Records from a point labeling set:
------------------------
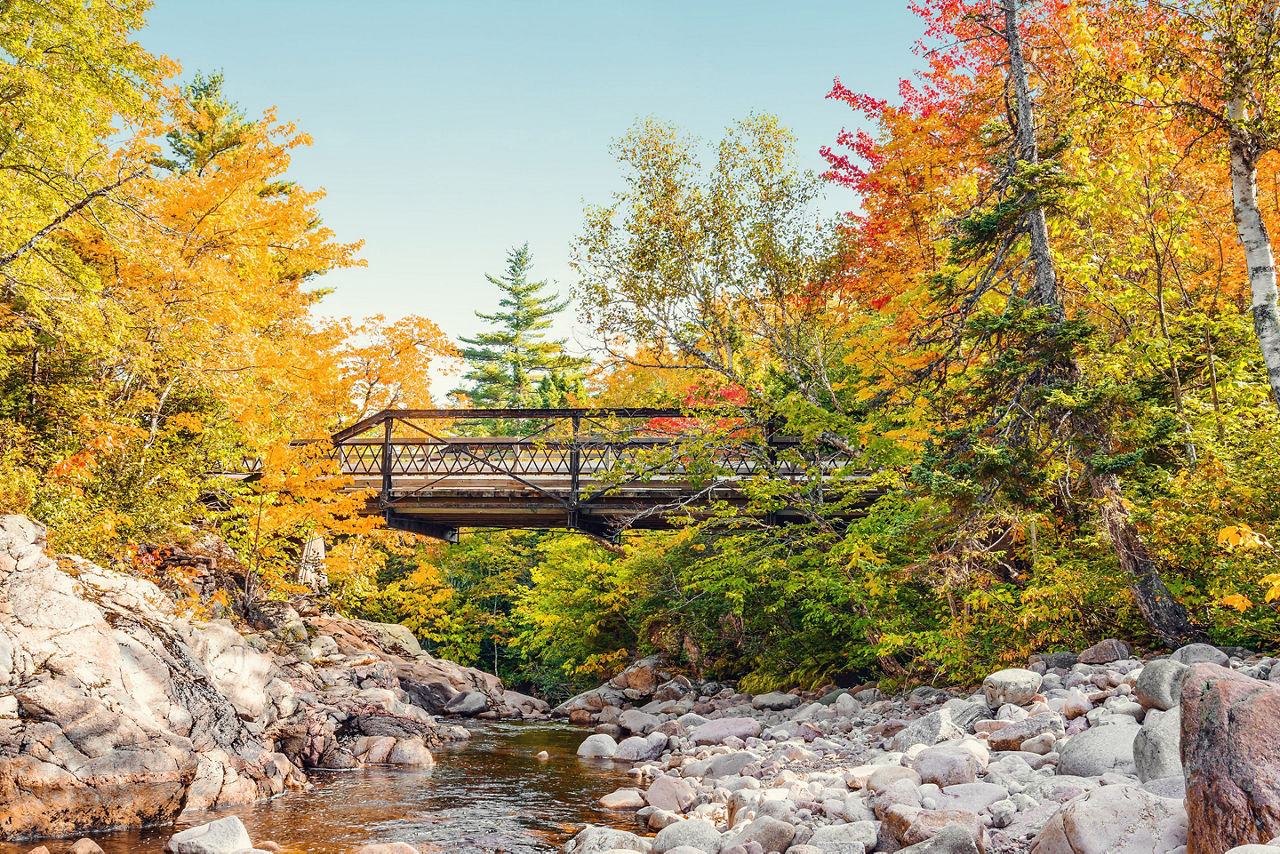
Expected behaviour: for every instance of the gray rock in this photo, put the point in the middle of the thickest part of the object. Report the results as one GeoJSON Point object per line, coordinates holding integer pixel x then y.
{"type": "Point", "coordinates": [1160, 684]}
{"type": "Point", "coordinates": [771, 834]}
{"type": "Point", "coordinates": [1156, 749]}
{"type": "Point", "coordinates": [965, 713]}
{"type": "Point", "coordinates": [952, 839]}
{"type": "Point", "coordinates": [1115, 820]}
{"type": "Point", "coordinates": [671, 794]}
{"type": "Point", "coordinates": [972, 797]}
{"type": "Point", "coordinates": [1098, 750]}
{"type": "Point", "coordinates": [728, 765]}
{"type": "Point", "coordinates": [928, 730]}
{"type": "Point", "coordinates": [716, 731]}
{"type": "Point", "coordinates": [598, 747]}
{"type": "Point", "coordinates": [691, 832]}
{"type": "Point", "coordinates": [624, 799]}
{"type": "Point", "coordinates": [845, 839]}
{"type": "Point", "coordinates": [639, 722]}
{"type": "Point", "coordinates": [946, 766]}
{"type": "Point", "coordinates": [640, 748]}
{"type": "Point", "coordinates": [1011, 736]}
{"type": "Point", "coordinates": [1168, 786]}
{"type": "Point", "coordinates": [1056, 660]}
{"type": "Point", "coordinates": [597, 840]}
{"type": "Point", "coordinates": [775, 702]}
{"type": "Point", "coordinates": [1201, 653]}
{"type": "Point", "coordinates": [223, 836]}
{"type": "Point", "coordinates": [467, 704]}
{"type": "Point", "coordinates": [1105, 652]}
{"type": "Point", "coordinates": [1013, 685]}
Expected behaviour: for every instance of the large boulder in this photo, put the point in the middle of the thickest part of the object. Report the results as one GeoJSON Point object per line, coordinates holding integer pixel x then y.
{"type": "Point", "coordinates": [1157, 749]}
{"type": "Point", "coordinates": [946, 766]}
{"type": "Point", "coordinates": [639, 722]}
{"type": "Point", "coordinates": [1160, 684]}
{"type": "Point", "coordinates": [671, 794]}
{"type": "Point", "coordinates": [775, 702]}
{"type": "Point", "coordinates": [598, 747]}
{"type": "Point", "coordinates": [1230, 750]}
{"type": "Point", "coordinates": [598, 840]}
{"type": "Point", "coordinates": [928, 730]}
{"type": "Point", "coordinates": [223, 836]}
{"type": "Point", "coordinates": [1011, 736]}
{"type": "Point", "coordinates": [467, 703]}
{"type": "Point", "coordinates": [1115, 820]}
{"type": "Point", "coordinates": [952, 839]}
{"type": "Point", "coordinates": [1098, 750]}
{"type": "Point", "coordinates": [1200, 654]}
{"type": "Point", "coordinates": [1014, 685]}
{"type": "Point", "coordinates": [85, 750]}
{"type": "Point", "coordinates": [691, 832]}
{"type": "Point", "coordinates": [640, 748]}
{"type": "Point", "coordinates": [1105, 652]}
{"type": "Point", "coordinates": [839, 839]}
{"type": "Point", "coordinates": [726, 727]}
{"type": "Point", "coordinates": [771, 834]}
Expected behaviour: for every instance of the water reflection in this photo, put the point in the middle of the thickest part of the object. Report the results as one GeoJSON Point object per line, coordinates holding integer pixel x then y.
{"type": "Point", "coordinates": [490, 795]}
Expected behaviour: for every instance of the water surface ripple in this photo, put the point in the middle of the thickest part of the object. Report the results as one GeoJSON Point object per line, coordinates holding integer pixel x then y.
{"type": "Point", "coordinates": [488, 795]}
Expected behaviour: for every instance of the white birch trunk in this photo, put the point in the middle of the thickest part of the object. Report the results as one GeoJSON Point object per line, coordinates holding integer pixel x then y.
{"type": "Point", "coordinates": [1258, 256]}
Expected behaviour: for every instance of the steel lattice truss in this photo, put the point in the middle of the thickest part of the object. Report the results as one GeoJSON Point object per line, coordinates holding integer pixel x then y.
{"type": "Point", "coordinates": [594, 470]}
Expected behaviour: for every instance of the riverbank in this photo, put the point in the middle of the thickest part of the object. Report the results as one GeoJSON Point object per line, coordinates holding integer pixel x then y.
{"type": "Point", "coordinates": [489, 791]}
{"type": "Point", "coordinates": [1102, 752]}
{"type": "Point", "coordinates": [118, 712]}
{"type": "Point", "coordinates": [115, 711]}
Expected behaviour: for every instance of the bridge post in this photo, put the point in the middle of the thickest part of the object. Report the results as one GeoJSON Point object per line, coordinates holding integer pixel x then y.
{"type": "Point", "coordinates": [575, 465]}
{"type": "Point", "coordinates": [387, 461]}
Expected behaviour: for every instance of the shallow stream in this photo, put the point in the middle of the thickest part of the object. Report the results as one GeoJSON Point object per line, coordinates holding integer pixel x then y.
{"type": "Point", "coordinates": [490, 794]}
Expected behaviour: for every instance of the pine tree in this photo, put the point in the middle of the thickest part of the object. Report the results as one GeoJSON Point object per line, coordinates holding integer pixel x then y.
{"type": "Point", "coordinates": [512, 364]}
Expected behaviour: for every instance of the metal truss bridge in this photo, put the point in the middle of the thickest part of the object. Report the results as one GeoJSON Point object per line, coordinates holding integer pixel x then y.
{"type": "Point", "coordinates": [592, 470]}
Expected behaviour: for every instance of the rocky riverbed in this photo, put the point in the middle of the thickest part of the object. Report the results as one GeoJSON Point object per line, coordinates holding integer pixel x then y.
{"type": "Point", "coordinates": [1091, 753]}
{"type": "Point", "coordinates": [118, 712]}
{"type": "Point", "coordinates": [115, 711]}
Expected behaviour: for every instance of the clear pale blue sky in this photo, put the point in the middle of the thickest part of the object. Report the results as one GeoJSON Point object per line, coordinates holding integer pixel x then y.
{"type": "Point", "coordinates": [447, 132]}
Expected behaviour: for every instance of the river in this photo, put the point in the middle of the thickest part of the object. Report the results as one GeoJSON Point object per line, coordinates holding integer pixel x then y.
{"type": "Point", "coordinates": [490, 794]}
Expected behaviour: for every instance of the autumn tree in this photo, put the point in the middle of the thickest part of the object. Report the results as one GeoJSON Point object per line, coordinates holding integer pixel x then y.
{"type": "Point", "coordinates": [1217, 64]}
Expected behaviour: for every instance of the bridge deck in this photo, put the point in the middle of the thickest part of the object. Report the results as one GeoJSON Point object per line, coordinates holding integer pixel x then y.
{"type": "Point", "coordinates": [597, 470]}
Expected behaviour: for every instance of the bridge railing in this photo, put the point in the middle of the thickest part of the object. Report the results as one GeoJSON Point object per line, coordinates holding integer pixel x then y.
{"type": "Point", "coordinates": [588, 469]}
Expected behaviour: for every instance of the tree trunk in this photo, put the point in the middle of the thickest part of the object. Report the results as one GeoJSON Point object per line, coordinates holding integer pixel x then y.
{"type": "Point", "coordinates": [1253, 236]}
{"type": "Point", "coordinates": [1162, 612]}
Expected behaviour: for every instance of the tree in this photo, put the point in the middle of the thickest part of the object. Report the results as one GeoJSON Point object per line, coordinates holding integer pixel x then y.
{"type": "Point", "coordinates": [208, 124]}
{"type": "Point", "coordinates": [1220, 64]}
{"type": "Point", "coordinates": [508, 361]}
{"type": "Point", "coordinates": [1000, 313]}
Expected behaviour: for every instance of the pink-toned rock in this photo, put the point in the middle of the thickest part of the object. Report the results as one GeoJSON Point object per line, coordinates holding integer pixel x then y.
{"type": "Point", "coordinates": [1230, 748]}
{"type": "Point", "coordinates": [671, 794]}
{"type": "Point", "coordinates": [1105, 652]}
{"type": "Point", "coordinates": [927, 823]}
{"type": "Point", "coordinates": [726, 727]}
{"type": "Point", "coordinates": [1115, 820]}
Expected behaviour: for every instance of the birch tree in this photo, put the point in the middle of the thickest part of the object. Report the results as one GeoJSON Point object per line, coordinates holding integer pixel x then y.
{"type": "Point", "coordinates": [1221, 63]}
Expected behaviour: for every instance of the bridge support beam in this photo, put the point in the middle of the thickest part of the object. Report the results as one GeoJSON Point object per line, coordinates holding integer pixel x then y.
{"type": "Point", "coordinates": [402, 523]}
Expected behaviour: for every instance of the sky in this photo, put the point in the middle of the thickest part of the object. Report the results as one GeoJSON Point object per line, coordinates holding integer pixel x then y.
------------------------
WHAT IS REQUIRED: Only the lines from the one that contains "Expected behaviour: for every instance of the bridge support" to the end of the entries above should be given again, exactly and in full.

RESPONSE TO THIS TASK:
Expected behaviour: for every instance of the bridge support beam in this photo, put the point in the middle of the thickest part of the object. Report the results as one GeoJSON Point object per line, coordinates holding integer pixel x then y.
{"type": "Point", "coordinates": [402, 523]}
Expected behaviour: for every instance of the sky in this photo, put the point in the middle of the thickest part of the object. Report the results as one GeoJSON Point object per line, coordinates holding integer pixel x then y.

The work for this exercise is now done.